» LISTED RECORDS

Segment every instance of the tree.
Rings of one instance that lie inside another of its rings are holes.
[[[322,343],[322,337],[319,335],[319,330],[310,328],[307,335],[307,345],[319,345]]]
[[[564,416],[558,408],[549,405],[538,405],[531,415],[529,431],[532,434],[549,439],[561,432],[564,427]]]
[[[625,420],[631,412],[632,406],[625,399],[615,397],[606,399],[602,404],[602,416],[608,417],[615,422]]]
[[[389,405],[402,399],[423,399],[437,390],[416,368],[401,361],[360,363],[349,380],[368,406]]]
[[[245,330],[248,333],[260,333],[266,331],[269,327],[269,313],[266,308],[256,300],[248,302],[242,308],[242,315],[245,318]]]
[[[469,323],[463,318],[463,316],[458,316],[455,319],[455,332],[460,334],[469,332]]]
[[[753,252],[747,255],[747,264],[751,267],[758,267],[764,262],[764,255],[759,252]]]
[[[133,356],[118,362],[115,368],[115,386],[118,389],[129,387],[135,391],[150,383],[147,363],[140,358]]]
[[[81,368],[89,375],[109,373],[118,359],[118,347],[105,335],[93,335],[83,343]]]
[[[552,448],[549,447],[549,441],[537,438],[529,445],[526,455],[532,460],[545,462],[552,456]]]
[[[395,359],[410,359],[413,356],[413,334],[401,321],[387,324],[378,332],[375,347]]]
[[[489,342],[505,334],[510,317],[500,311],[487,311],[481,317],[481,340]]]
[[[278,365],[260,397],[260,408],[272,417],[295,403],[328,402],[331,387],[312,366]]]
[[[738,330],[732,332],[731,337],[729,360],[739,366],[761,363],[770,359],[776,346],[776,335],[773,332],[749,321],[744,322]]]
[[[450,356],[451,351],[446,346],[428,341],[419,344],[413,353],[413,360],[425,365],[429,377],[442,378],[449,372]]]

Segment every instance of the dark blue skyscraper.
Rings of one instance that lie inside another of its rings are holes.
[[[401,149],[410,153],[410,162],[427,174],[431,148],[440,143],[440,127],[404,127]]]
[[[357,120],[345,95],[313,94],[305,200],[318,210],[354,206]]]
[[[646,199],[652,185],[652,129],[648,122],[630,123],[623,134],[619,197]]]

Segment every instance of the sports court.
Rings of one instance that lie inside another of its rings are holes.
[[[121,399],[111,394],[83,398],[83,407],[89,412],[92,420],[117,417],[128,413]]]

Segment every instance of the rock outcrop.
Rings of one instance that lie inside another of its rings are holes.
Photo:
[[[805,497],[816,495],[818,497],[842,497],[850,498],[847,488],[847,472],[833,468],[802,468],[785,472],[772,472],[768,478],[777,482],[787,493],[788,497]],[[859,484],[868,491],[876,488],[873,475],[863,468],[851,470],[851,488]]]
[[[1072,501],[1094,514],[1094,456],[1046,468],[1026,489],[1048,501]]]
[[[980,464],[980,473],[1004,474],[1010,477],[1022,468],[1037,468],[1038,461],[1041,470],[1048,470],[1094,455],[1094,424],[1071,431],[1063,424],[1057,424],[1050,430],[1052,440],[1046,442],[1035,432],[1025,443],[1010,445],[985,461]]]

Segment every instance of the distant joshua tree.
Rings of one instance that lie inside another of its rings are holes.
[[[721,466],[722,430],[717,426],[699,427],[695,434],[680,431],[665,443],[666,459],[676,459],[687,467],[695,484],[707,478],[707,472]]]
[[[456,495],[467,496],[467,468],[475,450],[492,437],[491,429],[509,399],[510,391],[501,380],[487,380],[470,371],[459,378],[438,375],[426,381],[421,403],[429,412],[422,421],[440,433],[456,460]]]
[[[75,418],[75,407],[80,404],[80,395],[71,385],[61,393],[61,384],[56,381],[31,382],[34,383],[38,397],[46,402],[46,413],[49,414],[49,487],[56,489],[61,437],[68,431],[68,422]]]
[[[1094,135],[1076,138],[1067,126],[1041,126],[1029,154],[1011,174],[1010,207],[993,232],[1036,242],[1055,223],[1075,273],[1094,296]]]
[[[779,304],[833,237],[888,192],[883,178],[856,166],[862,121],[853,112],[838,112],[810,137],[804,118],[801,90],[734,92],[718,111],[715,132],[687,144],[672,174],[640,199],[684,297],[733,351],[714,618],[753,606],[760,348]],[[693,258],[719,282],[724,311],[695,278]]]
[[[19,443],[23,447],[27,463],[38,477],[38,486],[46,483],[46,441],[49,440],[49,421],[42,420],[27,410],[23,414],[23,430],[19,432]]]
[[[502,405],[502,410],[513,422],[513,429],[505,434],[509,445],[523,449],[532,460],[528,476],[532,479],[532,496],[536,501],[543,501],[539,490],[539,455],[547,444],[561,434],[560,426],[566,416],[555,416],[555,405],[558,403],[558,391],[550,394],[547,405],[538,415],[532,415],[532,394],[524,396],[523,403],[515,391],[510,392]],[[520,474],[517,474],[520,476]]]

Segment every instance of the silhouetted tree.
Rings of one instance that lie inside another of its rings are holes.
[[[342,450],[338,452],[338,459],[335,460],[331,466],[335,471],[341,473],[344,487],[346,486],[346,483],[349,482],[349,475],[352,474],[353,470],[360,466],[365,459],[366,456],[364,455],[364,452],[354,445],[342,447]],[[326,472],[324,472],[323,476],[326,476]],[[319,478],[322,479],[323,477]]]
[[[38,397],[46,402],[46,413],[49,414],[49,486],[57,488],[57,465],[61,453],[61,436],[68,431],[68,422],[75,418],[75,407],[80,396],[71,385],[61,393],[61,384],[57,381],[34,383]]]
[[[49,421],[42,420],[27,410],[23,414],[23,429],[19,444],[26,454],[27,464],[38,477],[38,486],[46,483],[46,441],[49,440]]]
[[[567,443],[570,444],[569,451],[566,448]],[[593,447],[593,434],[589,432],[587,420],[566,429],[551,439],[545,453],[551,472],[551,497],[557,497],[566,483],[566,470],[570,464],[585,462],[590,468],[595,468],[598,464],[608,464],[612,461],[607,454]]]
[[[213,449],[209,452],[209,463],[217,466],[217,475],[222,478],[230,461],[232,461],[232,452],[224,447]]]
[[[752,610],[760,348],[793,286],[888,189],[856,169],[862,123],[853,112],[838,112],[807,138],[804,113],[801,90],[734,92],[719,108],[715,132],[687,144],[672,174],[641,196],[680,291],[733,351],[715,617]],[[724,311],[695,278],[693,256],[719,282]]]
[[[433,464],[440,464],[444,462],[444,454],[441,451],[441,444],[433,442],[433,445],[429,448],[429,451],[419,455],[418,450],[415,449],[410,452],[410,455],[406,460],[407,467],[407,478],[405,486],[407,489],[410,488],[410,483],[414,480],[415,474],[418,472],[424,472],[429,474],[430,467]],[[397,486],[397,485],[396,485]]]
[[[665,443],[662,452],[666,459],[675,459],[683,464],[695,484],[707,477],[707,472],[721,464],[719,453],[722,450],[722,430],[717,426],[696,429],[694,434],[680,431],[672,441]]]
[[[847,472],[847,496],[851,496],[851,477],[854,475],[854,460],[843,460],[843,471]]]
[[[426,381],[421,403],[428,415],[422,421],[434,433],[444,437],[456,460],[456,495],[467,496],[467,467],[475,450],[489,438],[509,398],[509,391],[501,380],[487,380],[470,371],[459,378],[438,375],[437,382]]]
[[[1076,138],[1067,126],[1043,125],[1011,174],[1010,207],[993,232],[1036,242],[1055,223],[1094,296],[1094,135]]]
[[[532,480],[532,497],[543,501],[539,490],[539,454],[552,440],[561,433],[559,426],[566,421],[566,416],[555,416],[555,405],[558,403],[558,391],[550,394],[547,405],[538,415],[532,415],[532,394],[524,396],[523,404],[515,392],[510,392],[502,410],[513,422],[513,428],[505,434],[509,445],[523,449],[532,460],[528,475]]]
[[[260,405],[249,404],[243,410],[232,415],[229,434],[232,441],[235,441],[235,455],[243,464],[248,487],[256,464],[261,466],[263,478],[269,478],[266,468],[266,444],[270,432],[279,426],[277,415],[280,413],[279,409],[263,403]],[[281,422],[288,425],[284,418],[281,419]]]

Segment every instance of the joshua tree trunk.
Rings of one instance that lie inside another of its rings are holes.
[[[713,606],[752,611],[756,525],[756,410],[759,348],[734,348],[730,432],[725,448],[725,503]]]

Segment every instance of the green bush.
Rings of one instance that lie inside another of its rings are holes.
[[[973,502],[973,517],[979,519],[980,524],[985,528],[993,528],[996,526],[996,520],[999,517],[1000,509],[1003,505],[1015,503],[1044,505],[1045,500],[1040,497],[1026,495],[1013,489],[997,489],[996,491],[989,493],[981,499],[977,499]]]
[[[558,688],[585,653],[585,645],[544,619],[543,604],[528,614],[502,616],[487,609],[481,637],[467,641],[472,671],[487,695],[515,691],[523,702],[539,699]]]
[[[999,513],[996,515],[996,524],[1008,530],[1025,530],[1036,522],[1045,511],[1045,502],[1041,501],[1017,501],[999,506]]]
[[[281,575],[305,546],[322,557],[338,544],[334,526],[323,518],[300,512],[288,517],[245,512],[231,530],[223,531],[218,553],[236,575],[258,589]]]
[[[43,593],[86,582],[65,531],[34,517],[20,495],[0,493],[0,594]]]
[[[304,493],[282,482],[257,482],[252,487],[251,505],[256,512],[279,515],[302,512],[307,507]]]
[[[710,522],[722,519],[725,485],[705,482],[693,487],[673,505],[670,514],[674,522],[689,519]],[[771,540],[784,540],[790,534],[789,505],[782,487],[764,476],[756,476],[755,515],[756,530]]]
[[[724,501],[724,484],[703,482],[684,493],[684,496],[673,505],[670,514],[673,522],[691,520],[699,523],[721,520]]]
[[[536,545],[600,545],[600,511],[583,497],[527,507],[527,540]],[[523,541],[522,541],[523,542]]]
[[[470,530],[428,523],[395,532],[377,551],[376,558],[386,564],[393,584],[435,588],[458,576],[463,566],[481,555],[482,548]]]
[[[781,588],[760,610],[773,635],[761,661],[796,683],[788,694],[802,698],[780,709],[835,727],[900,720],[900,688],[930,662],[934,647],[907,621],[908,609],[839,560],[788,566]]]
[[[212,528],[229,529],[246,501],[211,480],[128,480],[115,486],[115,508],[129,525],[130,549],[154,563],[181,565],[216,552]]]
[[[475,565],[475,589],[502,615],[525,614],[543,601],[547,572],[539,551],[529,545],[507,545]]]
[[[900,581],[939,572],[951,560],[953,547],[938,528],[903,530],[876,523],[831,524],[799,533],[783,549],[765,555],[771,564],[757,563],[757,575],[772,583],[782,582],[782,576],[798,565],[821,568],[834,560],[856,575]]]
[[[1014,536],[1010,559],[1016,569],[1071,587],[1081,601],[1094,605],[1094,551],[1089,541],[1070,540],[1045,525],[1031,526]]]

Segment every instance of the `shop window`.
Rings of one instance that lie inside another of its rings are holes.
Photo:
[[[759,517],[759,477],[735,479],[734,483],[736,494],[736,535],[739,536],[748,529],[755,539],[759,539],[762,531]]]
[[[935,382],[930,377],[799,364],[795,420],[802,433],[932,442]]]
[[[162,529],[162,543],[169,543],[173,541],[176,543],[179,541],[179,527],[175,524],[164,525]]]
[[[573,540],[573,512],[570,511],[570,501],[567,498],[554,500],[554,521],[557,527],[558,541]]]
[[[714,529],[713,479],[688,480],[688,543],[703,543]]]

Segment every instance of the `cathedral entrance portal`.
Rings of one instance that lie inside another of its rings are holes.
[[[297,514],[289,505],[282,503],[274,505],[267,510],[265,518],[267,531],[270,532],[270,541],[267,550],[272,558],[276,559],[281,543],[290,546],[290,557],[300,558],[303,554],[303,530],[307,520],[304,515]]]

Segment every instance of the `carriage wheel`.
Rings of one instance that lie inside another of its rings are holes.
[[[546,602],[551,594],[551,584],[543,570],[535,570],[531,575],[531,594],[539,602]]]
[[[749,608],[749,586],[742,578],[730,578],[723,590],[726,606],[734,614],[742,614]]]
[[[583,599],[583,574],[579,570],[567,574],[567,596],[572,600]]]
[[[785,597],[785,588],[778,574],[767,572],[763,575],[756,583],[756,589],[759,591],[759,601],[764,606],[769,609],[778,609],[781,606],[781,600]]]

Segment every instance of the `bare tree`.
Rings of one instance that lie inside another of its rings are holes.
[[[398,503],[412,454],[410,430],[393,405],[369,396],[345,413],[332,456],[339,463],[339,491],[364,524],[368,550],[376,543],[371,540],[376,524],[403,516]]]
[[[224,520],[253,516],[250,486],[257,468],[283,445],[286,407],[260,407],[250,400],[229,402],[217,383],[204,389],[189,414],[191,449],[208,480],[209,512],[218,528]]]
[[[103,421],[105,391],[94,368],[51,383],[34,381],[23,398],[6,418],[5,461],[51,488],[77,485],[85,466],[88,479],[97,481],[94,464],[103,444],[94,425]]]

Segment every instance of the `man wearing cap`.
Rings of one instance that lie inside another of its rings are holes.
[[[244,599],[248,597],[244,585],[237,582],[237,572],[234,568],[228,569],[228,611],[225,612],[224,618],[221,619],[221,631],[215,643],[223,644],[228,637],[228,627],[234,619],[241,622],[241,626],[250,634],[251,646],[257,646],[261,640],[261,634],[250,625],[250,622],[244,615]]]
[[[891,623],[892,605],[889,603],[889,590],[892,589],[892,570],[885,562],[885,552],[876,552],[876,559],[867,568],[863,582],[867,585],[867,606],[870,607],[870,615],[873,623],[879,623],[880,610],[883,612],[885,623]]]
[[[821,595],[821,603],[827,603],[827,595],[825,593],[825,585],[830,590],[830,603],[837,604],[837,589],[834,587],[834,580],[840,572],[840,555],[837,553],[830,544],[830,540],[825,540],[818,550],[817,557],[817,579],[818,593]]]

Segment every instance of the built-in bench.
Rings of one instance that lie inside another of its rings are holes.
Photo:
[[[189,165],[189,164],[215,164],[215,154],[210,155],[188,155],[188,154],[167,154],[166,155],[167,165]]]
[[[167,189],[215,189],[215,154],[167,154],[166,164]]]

» EXERCISE REQUIREMENTS
Count the lines in the data above that contain the string "tree". Reply with the number alone.

» ANSWER TO THIS PROBLEM
5